■ **Passage provided**:
FERGUSON Mo. (Reuters) - A St. Louis-area police officer was suspended indefinitely on Wednesday for pointing a semi-automatic assault rifle at a peaceful demonstrator as tensions flared during protests over the Aug. 9 police shooting of black teenager Michael Brown.
The incident just before midnight on Tuesday punctuated the 11th straight night of racially charged demonstrations in the St. Louis suburb of Ferguson, Missouri, since Brown, an unarmed 18-year-old, was slain by a white police officer.
No one was hurt in the gun-pointing confrontation, but the incident underscored what many have criticized as heavy-handed and unprofessional police tactics that have helped stoke continuing civil unrest.
According to an official account from the St. Louis County Police Department, an unnamed policeman from the neighbouring community of St. Ann levelled his weapon at a Ferguson protester "after a verbal exchange," and that a superior county officer, a sergeant, quickly intervened.
The sergeant "immediately took action, forcing the officer to lower the weapon and escorting him away from the area," a statement from the county department said.

■ **Dataset entries**:
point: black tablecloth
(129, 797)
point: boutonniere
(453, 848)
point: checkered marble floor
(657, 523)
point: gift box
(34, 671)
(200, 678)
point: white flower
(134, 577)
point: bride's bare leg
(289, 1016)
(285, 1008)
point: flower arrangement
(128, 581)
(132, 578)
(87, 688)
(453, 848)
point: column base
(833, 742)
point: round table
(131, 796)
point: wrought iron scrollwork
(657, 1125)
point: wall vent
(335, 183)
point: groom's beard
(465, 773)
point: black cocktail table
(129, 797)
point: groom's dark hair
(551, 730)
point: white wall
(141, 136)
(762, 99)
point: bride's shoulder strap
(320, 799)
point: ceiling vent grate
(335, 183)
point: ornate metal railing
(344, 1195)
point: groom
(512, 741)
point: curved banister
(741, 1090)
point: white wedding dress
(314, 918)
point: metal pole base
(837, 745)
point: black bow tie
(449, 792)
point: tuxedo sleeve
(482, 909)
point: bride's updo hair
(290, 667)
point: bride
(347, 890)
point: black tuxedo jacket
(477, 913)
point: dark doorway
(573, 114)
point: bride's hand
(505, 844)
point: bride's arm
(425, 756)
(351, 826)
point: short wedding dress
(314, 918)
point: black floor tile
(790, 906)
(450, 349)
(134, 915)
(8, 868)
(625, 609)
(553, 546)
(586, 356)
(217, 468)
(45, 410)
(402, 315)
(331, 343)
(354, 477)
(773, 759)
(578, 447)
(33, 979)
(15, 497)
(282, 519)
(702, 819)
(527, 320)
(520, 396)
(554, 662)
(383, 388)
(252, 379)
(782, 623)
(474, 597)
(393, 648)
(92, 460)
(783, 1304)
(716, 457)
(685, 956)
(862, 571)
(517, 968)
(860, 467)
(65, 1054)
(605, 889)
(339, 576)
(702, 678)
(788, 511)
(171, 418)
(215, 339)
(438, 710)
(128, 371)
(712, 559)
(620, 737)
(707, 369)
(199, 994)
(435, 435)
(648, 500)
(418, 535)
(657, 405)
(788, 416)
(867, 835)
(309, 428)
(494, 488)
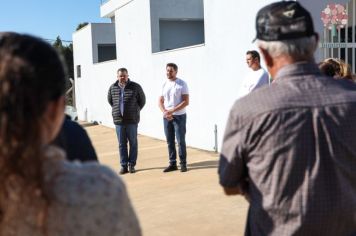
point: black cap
(282, 21)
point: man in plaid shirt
(290, 148)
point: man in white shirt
(172, 102)
(257, 77)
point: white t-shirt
(172, 92)
(253, 80)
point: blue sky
(48, 18)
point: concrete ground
(175, 203)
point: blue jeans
(176, 129)
(127, 133)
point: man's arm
(180, 106)
(110, 97)
(161, 104)
(141, 97)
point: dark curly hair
(31, 76)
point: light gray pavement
(175, 203)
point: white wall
(102, 33)
(213, 71)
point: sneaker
(123, 170)
(132, 169)
(170, 168)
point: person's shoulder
(115, 84)
(89, 197)
(86, 183)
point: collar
(118, 83)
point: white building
(207, 39)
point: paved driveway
(175, 203)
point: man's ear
(267, 57)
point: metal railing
(342, 42)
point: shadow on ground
(192, 166)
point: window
(180, 33)
(106, 52)
(176, 24)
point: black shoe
(183, 168)
(123, 170)
(132, 169)
(170, 168)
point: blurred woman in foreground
(40, 192)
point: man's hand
(168, 115)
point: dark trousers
(127, 134)
(176, 128)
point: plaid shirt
(292, 145)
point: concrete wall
(102, 33)
(213, 71)
(170, 9)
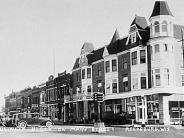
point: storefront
(176, 111)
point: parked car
(22, 120)
(111, 118)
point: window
(78, 89)
(182, 80)
(89, 88)
(108, 108)
(99, 72)
(152, 78)
(167, 76)
(165, 47)
(134, 58)
(89, 73)
(134, 82)
(107, 66)
(157, 29)
(133, 38)
(117, 108)
(99, 85)
(157, 77)
(107, 87)
(151, 52)
(125, 84)
(157, 50)
(164, 26)
(143, 80)
(83, 74)
(77, 75)
(114, 65)
(142, 56)
(124, 64)
(114, 86)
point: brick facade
(124, 72)
(95, 75)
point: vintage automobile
(22, 120)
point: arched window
(164, 26)
(156, 27)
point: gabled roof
(140, 22)
(88, 47)
(98, 54)
(161, 8)
(115, 37)
(76, 65)
(178, 31)
(118, 46)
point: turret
(161, 20)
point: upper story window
(78, 89)
(99, 70)
(182, 80)
(166, 76)
(134, 82)
(156, 25)
(125, 84)
(77, 75)
(133, 37)
(165, 47)
(157, 77)
(107, 66)
(142, 56)
(107, 86)
(114, 65)
(89, 73)
(143, 81)
(114, 86)
(134, 58)
(157, 49)
(83, 73)
(164, 26)
(89, 88)
(124, 64)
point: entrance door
(141, 113)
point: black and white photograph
(92, 68)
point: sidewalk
(120, 126)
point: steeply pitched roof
(178, 31)
(161, 8)
(98, 54)
(115, 37)
(88, 47)
(118, 46)
(140, 22)
(76, 65)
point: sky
(32, 31)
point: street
(58, 131)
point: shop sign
(174, 109)
(34, 105)
(89, 97)
(78, 98)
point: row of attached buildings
(141, 74)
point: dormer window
(164, 26)
(156, 25)
(133, 37)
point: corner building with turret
(141, 74)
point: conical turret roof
(161, 8)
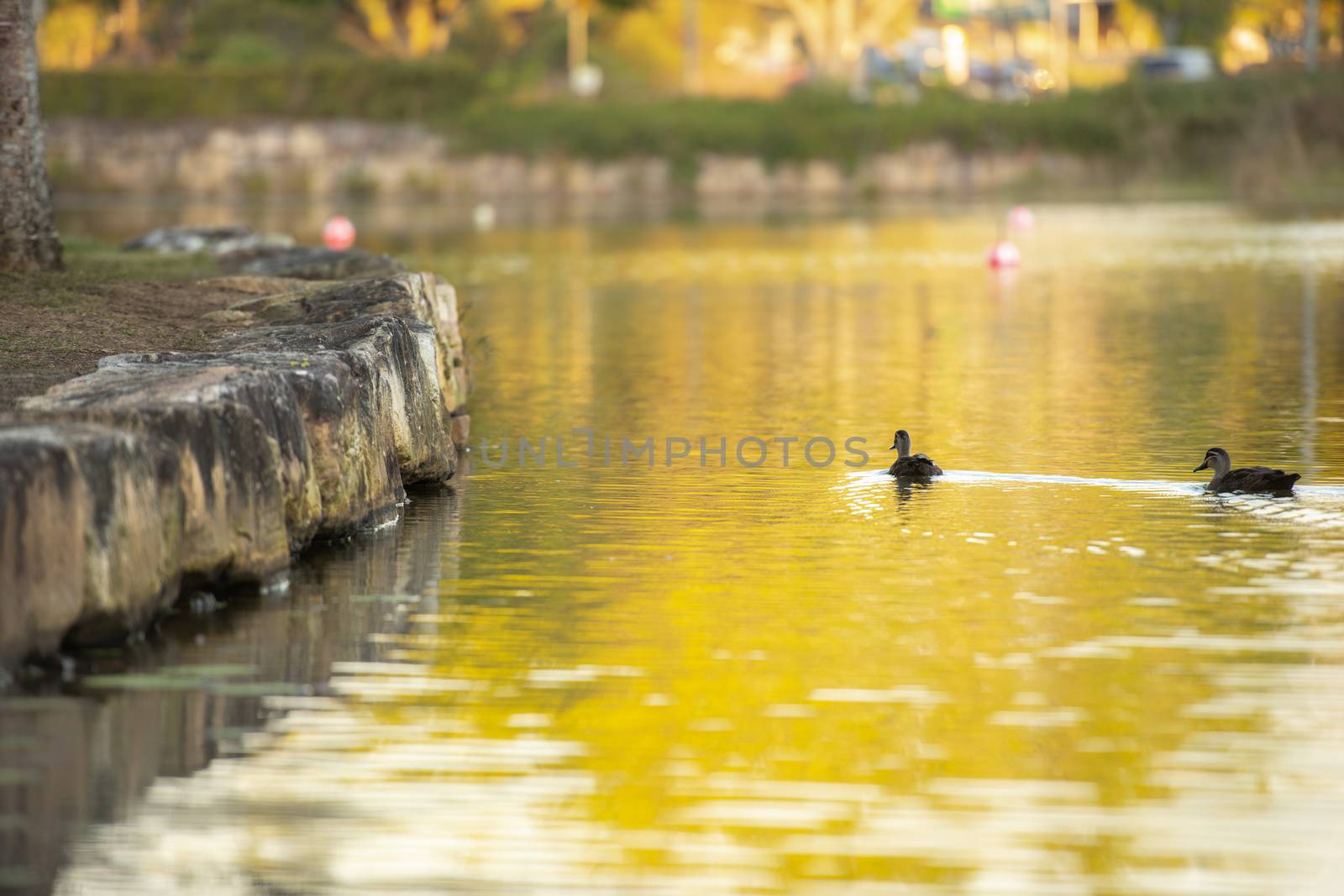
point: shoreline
(165, 473)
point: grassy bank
(1189, 125)
(105, 302)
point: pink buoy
(1005, 254)
(1021, 217)
(339, 234)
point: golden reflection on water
(726, 680)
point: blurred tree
(403, 29)
(1191, 22)
(27, 234)
(837, 31)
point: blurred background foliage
(781, 80)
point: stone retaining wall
(323, 159)
(161, 473)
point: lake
(1059, 669)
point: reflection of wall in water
(66, 761)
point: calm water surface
(1061, 669)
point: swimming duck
(911, 466)
(1258, 479)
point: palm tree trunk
(27, 234)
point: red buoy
(339, 234)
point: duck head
(1218, 459)
(900, 443)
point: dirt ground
(54, 327)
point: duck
(1254, 479)
(911, 466)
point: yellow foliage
(412, 29)
(73, 36)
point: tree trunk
(27, 234)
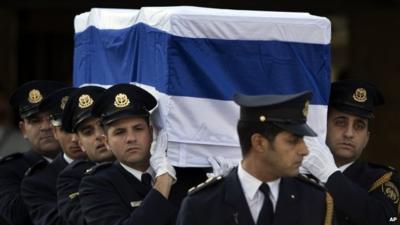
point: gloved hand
(220, 165)
(319, 162)
(159, 160)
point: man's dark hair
(247, 129)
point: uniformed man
(124, 192)
(78, 119)
(264, 188)
(364, 193)
(38, 188)
(35, 127)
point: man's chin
(50, 147)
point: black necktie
(146, 179)
(267, 213)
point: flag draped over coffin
(194, 59)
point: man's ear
(22, 128)
(258, 142)
(55, 133)
(105, 140)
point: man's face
(90, 135)
(347, 136)
(130, 140)
(283, 156)
(37, 130)
(68, 143)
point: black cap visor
(106, 120)
(301, 129)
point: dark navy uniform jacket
(12, 170)
(111, 195)
(68, 198)
(38, 190)
(70, 178)
(363, 194)
(223, 202)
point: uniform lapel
(239, 213)
(288, 205)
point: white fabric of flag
(194, 59)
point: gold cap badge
(305, 109)
(391, 191)
(360, 95)
(63, 102)
(35, 96)
(121, 100)
(85, 101)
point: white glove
(220, 165)
(159, 160)
(319, 162)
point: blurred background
(36, 42)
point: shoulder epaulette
(384, 167)
(36, 167)
(210, 181)
(97, 167)
(11, 157)
(78, 163)
(311, 182)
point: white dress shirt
(254, 197)
(344, 167)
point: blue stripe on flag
(199, 67)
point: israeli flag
(194, 59)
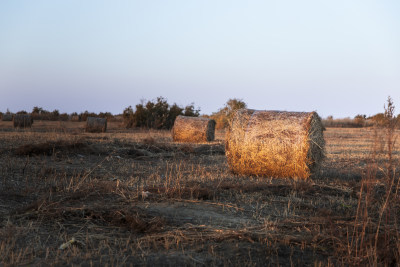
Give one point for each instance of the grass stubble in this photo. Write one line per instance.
(133, 198)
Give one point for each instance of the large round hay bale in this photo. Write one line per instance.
(96, 125)
(193, 129)
(275, 143)
(22, 120)
(7, 117)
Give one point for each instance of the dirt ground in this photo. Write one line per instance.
(135, 198)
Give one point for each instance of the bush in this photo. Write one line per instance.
(224, 115)
(156, 114)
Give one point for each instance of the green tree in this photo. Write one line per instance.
(224, 115)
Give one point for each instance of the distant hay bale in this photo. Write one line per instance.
(7, 117)
(75, 118)
(193, 129)
(275, 143)
(22, 120)
(96, 125)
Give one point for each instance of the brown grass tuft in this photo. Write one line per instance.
(193, 129)
(96, 125)
(49, 148)
(22, 120)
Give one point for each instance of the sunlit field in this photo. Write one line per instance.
(134, 197)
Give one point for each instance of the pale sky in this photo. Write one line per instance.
(339, 58)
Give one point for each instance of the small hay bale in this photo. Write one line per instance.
(96, 125)
(275, 143)
(193, 129)
(22, 120)
(7, 117)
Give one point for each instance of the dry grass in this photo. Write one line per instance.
(193, 129)
(96, 125)
(275, 144)
(137, 198)
(22, 120)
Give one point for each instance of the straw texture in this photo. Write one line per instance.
(275, 143)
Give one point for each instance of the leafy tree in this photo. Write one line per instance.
(224, 115)
(156, 114)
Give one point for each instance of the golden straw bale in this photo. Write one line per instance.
(7, 117)
(275, 143)
(22, 120)
(193, 129)
(96, 125)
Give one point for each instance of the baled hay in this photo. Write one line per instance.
(96, 125)
(275, 143)
(193, 129)
(7, 117)
(22, 120)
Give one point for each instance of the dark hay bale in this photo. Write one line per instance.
(22, 120)
(275, 143)
(96, 125)
(193, 129)
(7, 117)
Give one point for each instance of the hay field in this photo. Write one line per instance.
(134, 198)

■ **Questions**:
A: Repeat the part of the Ferguson news report that begins at the words "According to an" and ends after the words "sergeant, quickly intervened.".
B: In the Ferguson news report, what was the name of the black teenager whose shooting set off the protests?
The items have nothing to do with this.

■ **Answer set**:
A:
According to an official account from the St. Louis County Police Department, an unnamed policeman from the neighbouring community of St. Ann levelled his weapon at a Ferguson protester "after a verbal exchange," and that a superior county officer, a sergeant, quickly intervened.

B: Michael Brown.